TEXT:
┏━━
Fair housing testing was first approved by the Supreme Court in 1982. The purpose of fair housing testing is to determine the likelihood that illegal housing discrimination is occurring.
How Does Testing Work?
The testing process often begins when an individual with a protected characteristic (e.g., race or national origin) files a complaint with a private fair housing advocacy organization that he or she has been treated unfairly when attempting to rent an apartment. The characteristics that are most commonly the subject of testing are race, disability, familial status, and national origin.
The Importance of the “Comparable Category” Element in Fair Housing Testing
In order to determine if discrimination played a part in an applicant’s rejection or in the treatment the individual received, the advocacy group, many of which are funded by HUD, will send a “comparable” person to inquire about renting a unit at the same complex.
Being “comparable” means that the fair housing testers are, to the extent possible, matched with the complainant on their background, employment, rental and even educational characteristics, differing only in the characteristics that may have been the basis for the discrimination (e.g., race). To accomplish this, fair housing testers may have to lie about these characteristics on the rental application and during in-person meetings with agents. Almost 40 years ago the U.S. Supreme Court justified lying in this context as a powerful means of uncovering housing discrimination. This is a classic example of a court sanctioned “end justifying the means.”
By using standardized forms that report what transpired during a test, such as the nature of the assistance given, the number, type and location of units shown, the terms and conditions offered, etc., federal and state investigative and enforcement agencies, such as HUD and the Department of Justice (DOJ), can make a determination as to whether or not discrimination occurred.
The “No-Comparable” Category
By isolating a particular characteristic as the only “non-comparable” category, a test may provide persuasive evidence that the reason a tester was offered a unit that the person with the protected characteristic was denied, or given better treatment during the application process, was due to the particular characteristic of the complainant.
Testing for disability discrimination has become especially common and often is not complaint-driven. Instead, private fair housing organizations may send testers to apartment communities to assess their compliance with federal and state design and construction requirements before anyone has actually filed a complaint about the design features of a particular complex.
How Fair Housing Testing Evidence is Used
For complainants (the testing organization) an important question has always been how much information HUD will require before proceeding with the investigation of a complaint. For respondents (the accused) an important question is how and when they can get copies of the testing reports and any other information related to the tests and the testers themselves.
Because of confidentiality issues regarding the identity of fair housing testers – HUD recognized that if a tester’s name became public, his or her ability to participate in future tests would be jeopardized – HUD will keep the identity of individual fair housing testers secret unless and until a case proceeds to litigation. As a result, any information that could assist in identifying a tester will not be given to respondents prior to litigation. Testers will be interviewed by HUD investigators, but the testers will be considered anonymous witnesses.”
┗━━
AIM OF THE EXERCISE: What is the exact wording of the fair housing testing text, starting with "How Does Testing" and going on through "the same complex."? Extract it.

(Data listing)
┏━━
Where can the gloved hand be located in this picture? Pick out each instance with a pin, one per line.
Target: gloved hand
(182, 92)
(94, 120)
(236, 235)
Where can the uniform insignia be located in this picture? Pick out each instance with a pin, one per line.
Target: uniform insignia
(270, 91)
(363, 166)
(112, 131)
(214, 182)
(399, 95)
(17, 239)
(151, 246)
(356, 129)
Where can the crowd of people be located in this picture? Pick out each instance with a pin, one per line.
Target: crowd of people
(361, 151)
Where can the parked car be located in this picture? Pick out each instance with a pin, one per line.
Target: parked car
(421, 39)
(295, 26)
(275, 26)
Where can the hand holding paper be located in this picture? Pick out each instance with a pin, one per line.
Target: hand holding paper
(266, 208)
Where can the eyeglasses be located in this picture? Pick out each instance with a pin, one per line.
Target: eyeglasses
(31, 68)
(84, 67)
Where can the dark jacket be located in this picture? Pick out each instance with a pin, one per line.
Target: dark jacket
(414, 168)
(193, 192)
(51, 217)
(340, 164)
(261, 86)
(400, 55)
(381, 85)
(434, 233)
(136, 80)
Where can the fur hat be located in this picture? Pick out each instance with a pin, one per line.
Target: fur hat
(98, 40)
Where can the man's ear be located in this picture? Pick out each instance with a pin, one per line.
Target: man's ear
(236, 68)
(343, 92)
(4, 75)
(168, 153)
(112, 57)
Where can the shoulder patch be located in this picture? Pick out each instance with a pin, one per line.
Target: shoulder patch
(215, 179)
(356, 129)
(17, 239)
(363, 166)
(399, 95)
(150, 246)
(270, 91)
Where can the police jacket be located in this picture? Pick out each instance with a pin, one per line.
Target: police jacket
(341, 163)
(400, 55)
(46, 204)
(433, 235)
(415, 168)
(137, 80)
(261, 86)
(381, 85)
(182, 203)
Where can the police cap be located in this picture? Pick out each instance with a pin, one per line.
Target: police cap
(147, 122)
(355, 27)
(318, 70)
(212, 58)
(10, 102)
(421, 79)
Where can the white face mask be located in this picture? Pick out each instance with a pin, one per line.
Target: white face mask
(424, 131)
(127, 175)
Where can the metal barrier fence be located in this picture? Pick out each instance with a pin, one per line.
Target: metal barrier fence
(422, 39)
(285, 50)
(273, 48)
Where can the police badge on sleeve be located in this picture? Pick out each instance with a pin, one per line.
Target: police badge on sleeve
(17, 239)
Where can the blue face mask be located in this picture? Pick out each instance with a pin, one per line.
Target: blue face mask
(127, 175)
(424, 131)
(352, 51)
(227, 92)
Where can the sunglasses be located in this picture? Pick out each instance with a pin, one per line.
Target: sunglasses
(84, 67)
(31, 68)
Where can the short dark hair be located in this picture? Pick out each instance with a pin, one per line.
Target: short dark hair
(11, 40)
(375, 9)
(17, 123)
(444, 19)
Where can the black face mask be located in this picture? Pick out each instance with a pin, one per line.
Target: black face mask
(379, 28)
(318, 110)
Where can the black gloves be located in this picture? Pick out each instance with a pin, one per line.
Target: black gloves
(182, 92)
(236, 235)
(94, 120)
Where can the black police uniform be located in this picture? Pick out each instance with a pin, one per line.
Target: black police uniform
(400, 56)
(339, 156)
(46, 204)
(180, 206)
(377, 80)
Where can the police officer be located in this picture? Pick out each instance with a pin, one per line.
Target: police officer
┗━━
SOLUTION FOR THIS TASK:
How Does Testing Work?
The testing process often begins when an individual with a protected characteristic (e.g., race or national origin) files a complaint with a private fair housing advocacy organization that he or she has been treated unfairly when attempting to rent an apartment. The characteristics that are most commonly the subject of testing are race, disability, familial status, and national origin.
The Importance of the “Comparable Category” Element in Fair Housing Testing
In order to determine if discrimination played a part in an applicant’s rejection or in the treatment the individual received, the advocacy group, many of which are funded by HUD, will send a “comparable” person to inquire about renting a unit at the same complex.